The lines to reproduce run from the one containing "Would you be able to point out the church" through the final line of the entries; write them out exactly and add nothing.

⟨

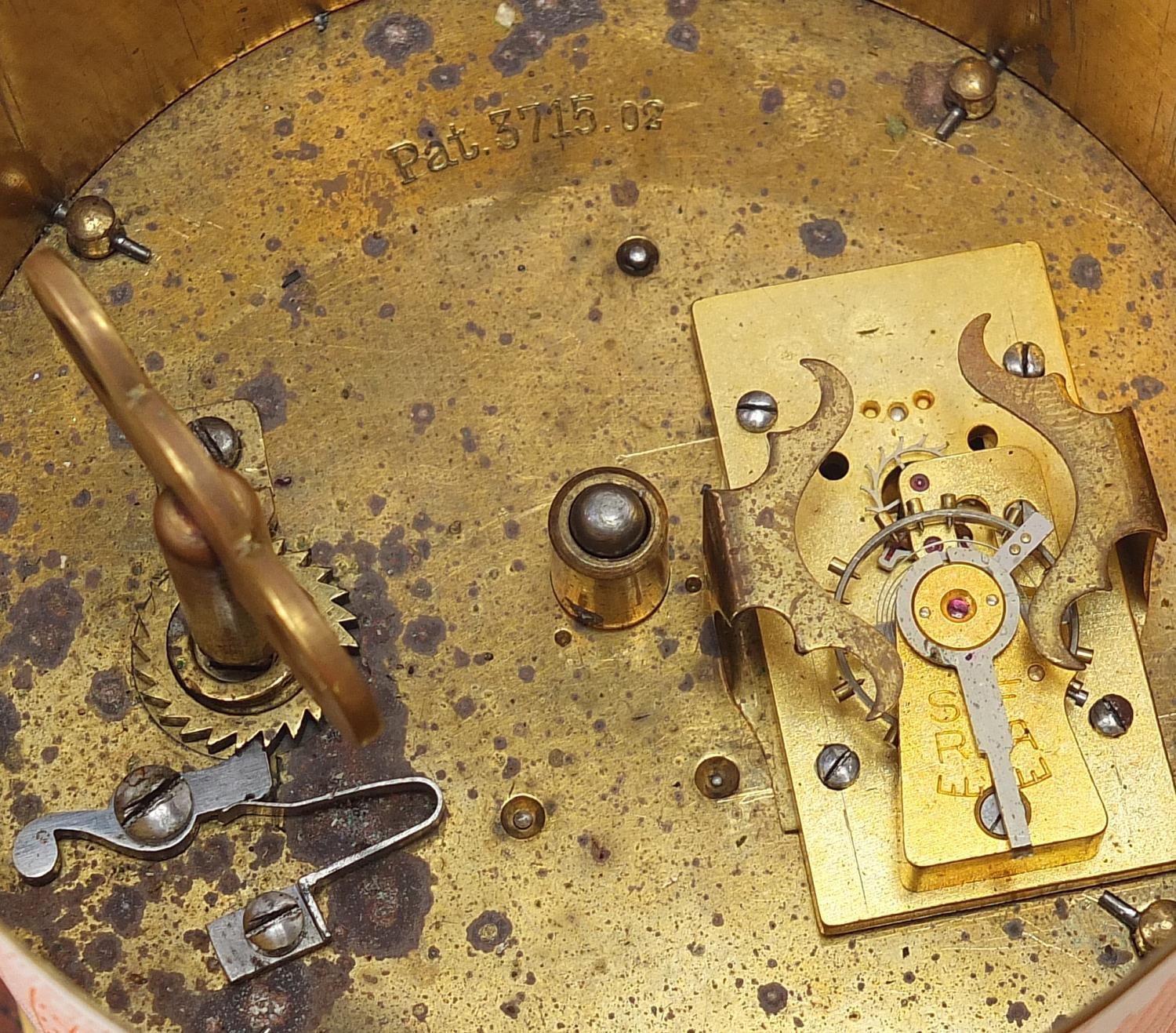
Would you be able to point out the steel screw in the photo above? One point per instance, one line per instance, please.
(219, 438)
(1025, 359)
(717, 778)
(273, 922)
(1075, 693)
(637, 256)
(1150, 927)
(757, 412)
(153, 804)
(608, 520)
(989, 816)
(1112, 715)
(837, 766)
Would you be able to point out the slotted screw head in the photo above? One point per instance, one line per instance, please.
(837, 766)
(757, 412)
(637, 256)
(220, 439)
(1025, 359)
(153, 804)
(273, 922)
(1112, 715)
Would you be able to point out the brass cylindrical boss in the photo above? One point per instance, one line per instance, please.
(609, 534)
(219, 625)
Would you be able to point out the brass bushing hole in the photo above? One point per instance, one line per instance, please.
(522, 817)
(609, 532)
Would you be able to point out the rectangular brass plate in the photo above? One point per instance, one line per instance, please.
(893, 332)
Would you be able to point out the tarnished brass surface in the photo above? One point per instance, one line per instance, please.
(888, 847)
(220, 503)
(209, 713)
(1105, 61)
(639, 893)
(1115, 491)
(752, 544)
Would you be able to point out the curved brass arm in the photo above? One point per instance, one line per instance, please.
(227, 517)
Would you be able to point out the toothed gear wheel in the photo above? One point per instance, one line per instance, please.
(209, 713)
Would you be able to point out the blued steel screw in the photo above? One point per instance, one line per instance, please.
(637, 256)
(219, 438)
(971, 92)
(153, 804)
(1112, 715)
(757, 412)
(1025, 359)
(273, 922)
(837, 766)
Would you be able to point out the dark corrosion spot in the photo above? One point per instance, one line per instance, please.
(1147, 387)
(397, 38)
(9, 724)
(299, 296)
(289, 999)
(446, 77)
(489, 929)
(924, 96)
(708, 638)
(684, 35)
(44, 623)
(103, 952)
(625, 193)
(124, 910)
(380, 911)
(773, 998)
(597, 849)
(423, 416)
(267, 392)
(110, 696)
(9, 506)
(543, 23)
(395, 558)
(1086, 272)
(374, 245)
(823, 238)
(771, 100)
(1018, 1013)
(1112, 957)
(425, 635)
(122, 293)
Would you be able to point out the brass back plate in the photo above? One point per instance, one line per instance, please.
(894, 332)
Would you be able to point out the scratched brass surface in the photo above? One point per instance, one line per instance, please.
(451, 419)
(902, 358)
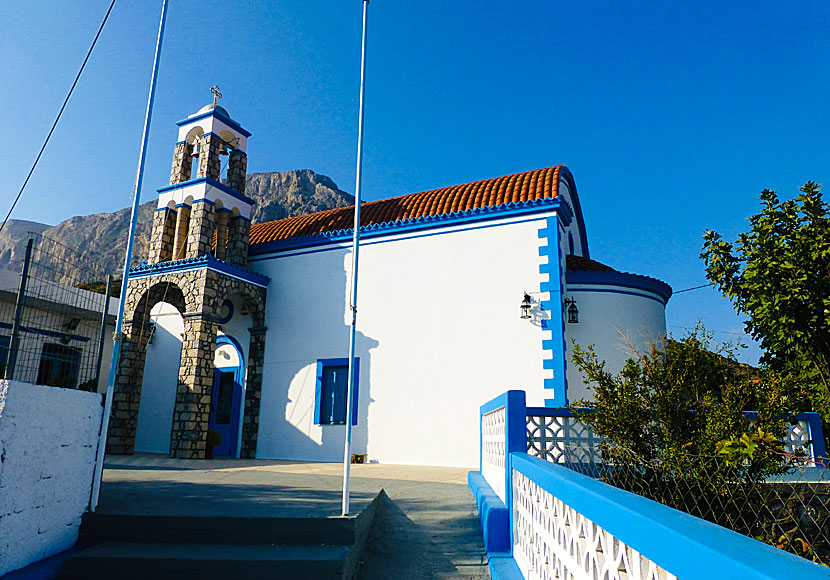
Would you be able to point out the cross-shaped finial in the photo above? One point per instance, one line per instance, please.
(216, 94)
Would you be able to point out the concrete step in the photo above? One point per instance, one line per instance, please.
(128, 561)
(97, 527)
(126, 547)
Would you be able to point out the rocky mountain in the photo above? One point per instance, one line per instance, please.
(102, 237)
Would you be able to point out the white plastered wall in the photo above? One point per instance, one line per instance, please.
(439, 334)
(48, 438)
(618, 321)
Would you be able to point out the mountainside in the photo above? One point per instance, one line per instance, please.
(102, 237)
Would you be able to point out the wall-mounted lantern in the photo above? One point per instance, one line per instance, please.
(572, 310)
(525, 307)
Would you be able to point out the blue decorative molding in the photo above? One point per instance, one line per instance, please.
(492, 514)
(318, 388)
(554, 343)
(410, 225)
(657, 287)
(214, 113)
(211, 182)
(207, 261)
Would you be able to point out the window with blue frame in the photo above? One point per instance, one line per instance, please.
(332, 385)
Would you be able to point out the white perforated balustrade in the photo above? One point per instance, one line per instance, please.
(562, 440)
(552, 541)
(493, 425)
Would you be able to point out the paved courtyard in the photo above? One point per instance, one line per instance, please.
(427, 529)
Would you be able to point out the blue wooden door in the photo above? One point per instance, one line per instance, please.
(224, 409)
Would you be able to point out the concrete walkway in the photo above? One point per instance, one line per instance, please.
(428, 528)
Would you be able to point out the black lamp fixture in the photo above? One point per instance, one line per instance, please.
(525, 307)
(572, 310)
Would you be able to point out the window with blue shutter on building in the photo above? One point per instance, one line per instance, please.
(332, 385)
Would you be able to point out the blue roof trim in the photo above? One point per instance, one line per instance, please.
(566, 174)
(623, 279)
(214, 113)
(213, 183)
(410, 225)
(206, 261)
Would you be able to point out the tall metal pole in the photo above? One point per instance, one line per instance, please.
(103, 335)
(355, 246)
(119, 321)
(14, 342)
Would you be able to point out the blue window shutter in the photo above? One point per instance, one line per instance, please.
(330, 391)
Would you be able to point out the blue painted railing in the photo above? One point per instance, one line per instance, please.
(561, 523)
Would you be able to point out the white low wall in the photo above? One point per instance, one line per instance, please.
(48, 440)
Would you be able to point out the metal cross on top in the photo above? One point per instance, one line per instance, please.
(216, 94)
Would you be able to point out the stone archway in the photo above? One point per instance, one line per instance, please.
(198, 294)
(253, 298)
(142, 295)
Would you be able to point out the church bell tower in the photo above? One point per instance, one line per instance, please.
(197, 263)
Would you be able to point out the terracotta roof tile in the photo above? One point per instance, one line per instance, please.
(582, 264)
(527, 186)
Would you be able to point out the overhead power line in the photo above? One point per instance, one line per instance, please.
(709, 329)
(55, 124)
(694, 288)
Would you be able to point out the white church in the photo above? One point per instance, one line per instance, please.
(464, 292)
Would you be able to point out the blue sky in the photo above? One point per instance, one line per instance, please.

⟩

**PROBLEM SOLUTION:**
Would you be able to point out the church bell tower in the photo above? One point per instance, one line per instance, please.
(197, 263)
Would you be able to point out the terracotta roof tile in the photo above? One point per instance, one line per instance, please.
(582, 264)
(527, 186)
Would you be able to point out the overhead power line in the photo above? One point per instance, one line per instance, please.
(709, 329)
(55, 124)
(694, 288)
Would you be able to point out the white church in the photo above? One point per instance, one line per instance, please.
(464, 292)
Would you be able to point out the blue sky in the photo above? One point per instance, one line per instance, please.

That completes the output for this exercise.